- Task item:
Each entry below should be printed exactly as given.

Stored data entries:
______

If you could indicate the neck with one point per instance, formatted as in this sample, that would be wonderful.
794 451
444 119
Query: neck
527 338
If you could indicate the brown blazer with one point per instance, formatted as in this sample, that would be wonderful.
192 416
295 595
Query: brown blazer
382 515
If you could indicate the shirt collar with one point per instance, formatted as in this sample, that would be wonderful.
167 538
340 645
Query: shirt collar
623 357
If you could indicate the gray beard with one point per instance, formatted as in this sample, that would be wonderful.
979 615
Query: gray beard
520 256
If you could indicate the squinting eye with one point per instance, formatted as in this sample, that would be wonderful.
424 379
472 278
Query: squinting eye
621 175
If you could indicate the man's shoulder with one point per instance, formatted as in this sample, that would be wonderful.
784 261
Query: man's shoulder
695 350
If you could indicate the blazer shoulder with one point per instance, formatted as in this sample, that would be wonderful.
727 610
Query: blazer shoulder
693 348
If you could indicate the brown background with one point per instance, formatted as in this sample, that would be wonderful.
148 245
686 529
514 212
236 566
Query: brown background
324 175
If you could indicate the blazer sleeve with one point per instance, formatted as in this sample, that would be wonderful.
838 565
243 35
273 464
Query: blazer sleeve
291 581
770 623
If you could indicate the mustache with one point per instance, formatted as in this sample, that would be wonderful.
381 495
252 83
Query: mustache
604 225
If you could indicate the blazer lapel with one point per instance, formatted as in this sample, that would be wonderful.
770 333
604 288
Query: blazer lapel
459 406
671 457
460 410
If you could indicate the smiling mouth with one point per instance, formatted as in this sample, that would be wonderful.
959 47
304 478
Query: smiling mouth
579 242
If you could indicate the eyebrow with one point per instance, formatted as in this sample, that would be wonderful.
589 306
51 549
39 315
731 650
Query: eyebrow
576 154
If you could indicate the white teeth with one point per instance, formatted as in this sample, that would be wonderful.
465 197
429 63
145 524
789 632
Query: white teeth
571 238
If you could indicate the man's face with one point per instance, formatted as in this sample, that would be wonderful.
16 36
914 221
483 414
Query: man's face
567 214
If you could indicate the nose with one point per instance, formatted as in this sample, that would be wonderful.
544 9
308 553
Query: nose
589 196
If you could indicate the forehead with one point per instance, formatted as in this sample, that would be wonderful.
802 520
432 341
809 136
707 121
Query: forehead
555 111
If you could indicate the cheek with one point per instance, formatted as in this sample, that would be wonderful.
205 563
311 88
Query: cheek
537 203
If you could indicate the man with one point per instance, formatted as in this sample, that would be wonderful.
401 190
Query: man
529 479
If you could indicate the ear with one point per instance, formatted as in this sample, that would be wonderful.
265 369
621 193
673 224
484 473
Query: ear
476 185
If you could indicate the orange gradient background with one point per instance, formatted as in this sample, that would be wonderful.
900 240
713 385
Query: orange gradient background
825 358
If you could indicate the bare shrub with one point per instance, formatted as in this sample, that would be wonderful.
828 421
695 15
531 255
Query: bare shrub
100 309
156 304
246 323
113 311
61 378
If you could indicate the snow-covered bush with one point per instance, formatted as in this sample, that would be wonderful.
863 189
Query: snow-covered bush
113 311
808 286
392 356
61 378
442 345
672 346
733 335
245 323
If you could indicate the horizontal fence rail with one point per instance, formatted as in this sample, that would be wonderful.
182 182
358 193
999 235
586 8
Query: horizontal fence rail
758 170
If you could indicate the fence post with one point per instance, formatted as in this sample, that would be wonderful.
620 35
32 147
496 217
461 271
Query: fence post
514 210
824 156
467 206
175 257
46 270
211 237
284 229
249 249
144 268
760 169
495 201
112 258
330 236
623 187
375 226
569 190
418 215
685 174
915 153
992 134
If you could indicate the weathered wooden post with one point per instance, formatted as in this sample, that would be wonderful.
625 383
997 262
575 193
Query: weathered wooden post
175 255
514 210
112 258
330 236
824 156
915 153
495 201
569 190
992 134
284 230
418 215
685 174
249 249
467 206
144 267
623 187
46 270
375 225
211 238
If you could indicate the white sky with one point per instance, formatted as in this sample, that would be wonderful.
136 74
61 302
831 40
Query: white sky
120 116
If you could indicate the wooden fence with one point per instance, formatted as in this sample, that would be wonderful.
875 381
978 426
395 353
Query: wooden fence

______

- Reply:
If you could indicate the neck with one point per instance, formatted as in this sample, that would be wonderful.
794 451
444 119
Query: neck
527 338
If you could indicate the brown blazer with one point per instance, formatted as in this sample, that would be wonderful.
192 416
295 595
Query: brown blazer
382 515
If you could indicate the shirt collar with one point per instance, formatted as in this sample, that would be wonderful.
167 538
340 645
Query: shirt collar
623 357
If you could indicate the gray beard with one point per instance, formatted as in this sample, that would be wonderful.
979 615
Query: gray beard
520 256
If you could indicate the squinting eye with one point per instance, formatted as in this sample, that would be wonderful.
424 379
472 278
Query: squinting eye
621 175
If you could indicate the man's shoulder with one point per instance, formatted as in this sample, that would be wonderful.
784 261
Query: man's shoulder
695 350
If you could indicate the blazer shoulder with one point per instance, formatted as in this sample, that would be wonderful.
727 610
Query: blazer shoulder
693 348
If you could indicate the brown background with one point per instance, formatted as in this sample, that would be wonderful.
148 245
686 529
514 212
236 566
Query: brown background
324 175
If you could indicate the blazer sleeve with one point per instance, formatted as in this sample, that would be wonderful.
838 565
243 35
273 464
Query: blazer sleeve
291 581
770 623
If you could indicate the mustache with one point per instance, formatted as in this sample, that would be wonderful.
381 495
252 83
Query: mustache
604 225
If you could indicate the blazer lapel with one point per instance, formatted as in this sample, that would be wonderful.
770 333
604 288
Query: blazer lapel
459 406
671 457
460 410
If you could indicate the smiling mouth with one point per instance, formatted as in this sample, that would be wonderful.
959 47
304 478
Query: smiling mouth
579 242
If you could indicate the eyebrow with one point per instance, formatted as in this sample, that would be wonderful.
589 306
51 549
39 315
731 650
Query: eyebrow
576 154
If you could indicate the white teeth with one point per instance, formatted as in this sample, that would be wonderful.
465 197
429 63
145 524
789 632
Query: white teeth
571 238
If you could indicate the man's face with one point per instance, formatted as in this sample, that would be wonderful.
16 36
914 221
483 414
Query: man's face
567 214
If you could indicate the nose with one point per instance, formatted as in this sample, that would be wonderful.
544 9
308 553
Query: nose
589 196
If you could indicate the forehead with one point per instance, formatted as in this sample, that would be wonderful.
802 520
432 341
809 136
707 121
Query: forehead
555 111
If you could indicate the cheek with one point per instance, formatted as in this sample, that would be wonderful.
205 563
311 88
Query: cheek
537 203
If you could indicate the man with one point per instance, formatted as in this sample, that would be wonderful.
401 190
Query: man
529 479
If you could indicate the ear with one point per instance, formatted as in this sample, that would be wonderful.
265 369
621 193
673 224
484 473
Query: ear
476 185
If you could indicate the orange gradient background with one point per instance, formatted as in this sample, that would be wonderful.
900 240
713 385
Query: orange gradient background
825 358
If you could indicate the bare shrub with one point per instance, formatted as in this sample, that would be wonderful.
828 421
695 15
531 255
Query: bare shrub
100 309
156 304
246 323
113 311
61 378
If you could indicate the snow-covered bush with one point per instance, formatted as in this sample, that would be wonderful.
863 189
Query: snow-covered bush
113 311
808 286
392 356
61 378
442 345
672 346
733 335
245 323
If you could indicate the horizontal fence rail with one point per instance, formatted as in this sample, that would be wonderful.
182 182
358 193
999 235
586 8
Query: horizontal fence rail
758 170
If you could indicate the fence post with one point per instance, formatted as in this sample, that would be wonderful.
620 35
32 147
496 217
461 271
Query: fence post
514 210
824 156
467 206
175 257
46 270
211 237
284 229
249 249
144 268
760 169
495 201
112 258
330 236
623 187
375 226
569 190
418 215
685 174
915 153
992 134
If you could indicate the weathered wooden post with one point per instance, formatted as in this sample, that would be wonderful.
625 383
997 262
575 193
Query: weathered wooden post
175 255
514 210
112 258
330 236
824 156
915 153
495 201
569 190
992 134
284 230
418 215
685 174
249 249
467 206
144 267
623 187
46 270
375 225
211 238
If you could indicate the white sky with one point per instance, formatted as in this sample, that would be wonderful.
136 74
61 302
831 40
Query: white sky
120 116
If you could indicate the wooden fence with one point per instance, formatted as in this sample, that would be wonderful.
875 381
978 426
395 353
Query: wooden fence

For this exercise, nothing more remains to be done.